→ **YOUR GOAL**: Reproduce every line of the material below word for word, leaving nothing out.

→ **SUPPLIED RECORDS**:
>> BEGIN
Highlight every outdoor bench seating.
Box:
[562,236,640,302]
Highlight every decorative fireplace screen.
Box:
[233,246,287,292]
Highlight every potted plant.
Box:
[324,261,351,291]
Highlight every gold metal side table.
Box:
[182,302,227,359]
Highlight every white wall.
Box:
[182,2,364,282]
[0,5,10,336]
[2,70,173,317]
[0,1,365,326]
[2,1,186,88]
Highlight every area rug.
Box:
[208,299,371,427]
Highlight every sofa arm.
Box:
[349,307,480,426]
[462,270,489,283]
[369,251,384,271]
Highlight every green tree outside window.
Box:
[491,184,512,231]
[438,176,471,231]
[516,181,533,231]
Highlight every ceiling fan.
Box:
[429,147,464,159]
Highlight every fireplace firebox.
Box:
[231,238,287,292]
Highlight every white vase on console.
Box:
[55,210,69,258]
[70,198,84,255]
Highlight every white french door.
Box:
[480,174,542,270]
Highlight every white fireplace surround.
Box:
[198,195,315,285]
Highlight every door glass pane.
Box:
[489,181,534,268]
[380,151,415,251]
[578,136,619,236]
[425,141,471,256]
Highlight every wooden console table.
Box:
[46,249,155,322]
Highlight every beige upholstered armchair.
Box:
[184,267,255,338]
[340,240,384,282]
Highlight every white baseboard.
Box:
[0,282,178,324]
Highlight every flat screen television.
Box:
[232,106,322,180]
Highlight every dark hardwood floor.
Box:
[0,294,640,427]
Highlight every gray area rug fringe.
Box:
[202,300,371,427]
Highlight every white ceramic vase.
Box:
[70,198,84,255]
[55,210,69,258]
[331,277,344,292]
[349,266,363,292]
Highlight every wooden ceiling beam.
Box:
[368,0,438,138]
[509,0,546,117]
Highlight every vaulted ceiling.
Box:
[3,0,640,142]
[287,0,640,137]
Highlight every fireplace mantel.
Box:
>> END
→ **PROBLEM SOLUTION**:
Highlight every outdoor bench seating.
Box:
[562,236,640,302]
Highlight every decorative fireplace screen.
Box:
[233,246,287,292]
Highlight every potted plant.
Box:
[324,261,351,291]
Highlight every gold metal side table.
Box:
[182,302,227,359]
Highlight every white wall.
Box:
[182,2,364,282]
[0,5,10,336]
[2,70,173,317]
[0,1,365,326]
[2,1,186,88]
Highlight every area rug.
Box:
[208,299,371,427]
Highlight every sofa arm.
Box:
[349,307,480,426]
[462,270,489,283]
[369,251,384,271]
Highlight every green tree outside window.
Box:
[491,184,512,231]
[438,176,471,231]
[516,181,533,231]
Highlight every ceiling fan.
Box:
[429,147,464,159]
Highlight every fireplace firebox.
Box:
[231,238,287,292]
Highlight every white vase on console.
Box:
[55,210,69,258]
[70,198,84,255]
Highlight every white french door.
Box:
[480,174,542,270]
Highlight every white fireplace surround.
Box:
[198,195,315,285]
Highlight every door glass pane.
Box:
[489,181,534,268]
[380,151,415,251]
[578,136,619,236]
[425,141,471,256]
Highlight every wooden console table.
Box:
[46,249,155,322]
Highlight every beige upholstered armchair.
Box:
[184,267,255,338]
[340,240,384,282]
Highlight every white baseboard.
Box:
[0,282,178,324]
Highlight every flat screen television.
Box:
[232,106,322,180]
Highlight every dark hardwood floor.
Box:
[0,294,640,427]
Highlight every gray area rug fringe.
Box:
[202,300,371,427]
Highlight every white ceramic vase.
Box:
[70,198,84,255]
[55,210,69,258]
[331,277,344,292]
[349,266,363,292]
Highlight every wooden ceiling beam.
Box:
[368,0,438,138]
[509,0,546,117]
Highlight every vaulted ceiling.
Box:
[3,0,640,142]
[287,0,640,137]
Highlight every fireplace mantel.
Box:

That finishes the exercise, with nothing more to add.